Your answer must be an exact transcription of the lines from the line with "of the green" through the final line of the data.

===

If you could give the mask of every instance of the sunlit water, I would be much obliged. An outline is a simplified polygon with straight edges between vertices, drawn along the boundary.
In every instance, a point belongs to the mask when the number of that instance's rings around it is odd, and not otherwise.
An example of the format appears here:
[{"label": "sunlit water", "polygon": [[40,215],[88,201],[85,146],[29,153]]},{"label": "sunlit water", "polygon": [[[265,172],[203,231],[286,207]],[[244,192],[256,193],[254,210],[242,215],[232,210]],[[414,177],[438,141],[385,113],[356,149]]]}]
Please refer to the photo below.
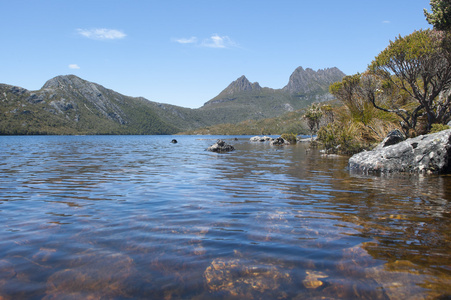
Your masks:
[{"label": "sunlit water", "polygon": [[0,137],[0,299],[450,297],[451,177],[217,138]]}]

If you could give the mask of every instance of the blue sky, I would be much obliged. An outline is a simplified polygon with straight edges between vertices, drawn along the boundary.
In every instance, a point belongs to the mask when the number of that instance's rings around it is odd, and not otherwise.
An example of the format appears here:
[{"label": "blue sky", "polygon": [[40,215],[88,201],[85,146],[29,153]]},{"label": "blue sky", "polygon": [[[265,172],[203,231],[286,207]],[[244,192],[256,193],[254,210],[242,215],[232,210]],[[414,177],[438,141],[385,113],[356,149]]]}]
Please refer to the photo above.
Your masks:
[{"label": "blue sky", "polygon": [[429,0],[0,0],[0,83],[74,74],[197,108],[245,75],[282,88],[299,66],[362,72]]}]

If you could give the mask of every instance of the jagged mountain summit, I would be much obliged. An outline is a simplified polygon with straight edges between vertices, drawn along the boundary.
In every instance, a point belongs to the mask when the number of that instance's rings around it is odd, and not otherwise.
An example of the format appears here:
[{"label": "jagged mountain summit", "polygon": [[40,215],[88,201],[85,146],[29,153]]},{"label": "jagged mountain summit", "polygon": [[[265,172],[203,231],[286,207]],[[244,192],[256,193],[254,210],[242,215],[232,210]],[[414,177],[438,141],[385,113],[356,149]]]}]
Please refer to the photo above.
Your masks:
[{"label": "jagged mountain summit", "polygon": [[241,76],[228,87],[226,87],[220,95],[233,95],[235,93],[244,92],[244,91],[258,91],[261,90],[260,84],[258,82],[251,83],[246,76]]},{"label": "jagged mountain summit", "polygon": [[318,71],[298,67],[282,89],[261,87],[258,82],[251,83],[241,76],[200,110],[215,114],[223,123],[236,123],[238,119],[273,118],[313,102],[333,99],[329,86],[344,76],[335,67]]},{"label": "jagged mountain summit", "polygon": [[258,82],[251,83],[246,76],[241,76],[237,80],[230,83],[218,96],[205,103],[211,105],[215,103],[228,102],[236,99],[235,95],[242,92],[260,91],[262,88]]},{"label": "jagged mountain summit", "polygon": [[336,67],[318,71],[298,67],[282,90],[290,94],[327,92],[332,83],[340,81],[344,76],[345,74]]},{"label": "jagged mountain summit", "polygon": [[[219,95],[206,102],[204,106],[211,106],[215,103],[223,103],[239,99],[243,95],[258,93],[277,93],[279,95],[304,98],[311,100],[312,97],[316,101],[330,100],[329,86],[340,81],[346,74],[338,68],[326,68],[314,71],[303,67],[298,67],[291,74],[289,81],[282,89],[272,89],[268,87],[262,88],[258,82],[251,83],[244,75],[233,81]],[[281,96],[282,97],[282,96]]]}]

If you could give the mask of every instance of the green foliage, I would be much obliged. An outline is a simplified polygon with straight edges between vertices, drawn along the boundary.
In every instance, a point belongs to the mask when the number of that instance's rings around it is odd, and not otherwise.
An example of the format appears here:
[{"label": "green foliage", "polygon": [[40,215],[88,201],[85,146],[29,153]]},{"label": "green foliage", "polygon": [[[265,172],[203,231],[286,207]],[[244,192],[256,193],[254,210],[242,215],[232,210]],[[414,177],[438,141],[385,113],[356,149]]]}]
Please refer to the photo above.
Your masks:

===

> **RESPONSE**
If you could give the mask of every instance of the green foliage, I would be much obliged. An outline is a simplified polygon with straight edges between vertices, drawn along the boundary.
In every instance, a point belongs to the mask when the number of that instance's rings around it is odd, and not otherwise.
An example of the format appears here:
[{"label": "green foliage", "polygon": [[40,215],[88,201],[85,146],[29,153]]},{"label": "green foliage", "polygon": [[[265,172],[203,231],[286,207]],[[244,192],[256,193],[254,210],[242,215],[232,210]],[[414,177],[438,141],[385,113],[356,149]]]}]
Please refer to the photo above.
Your masks:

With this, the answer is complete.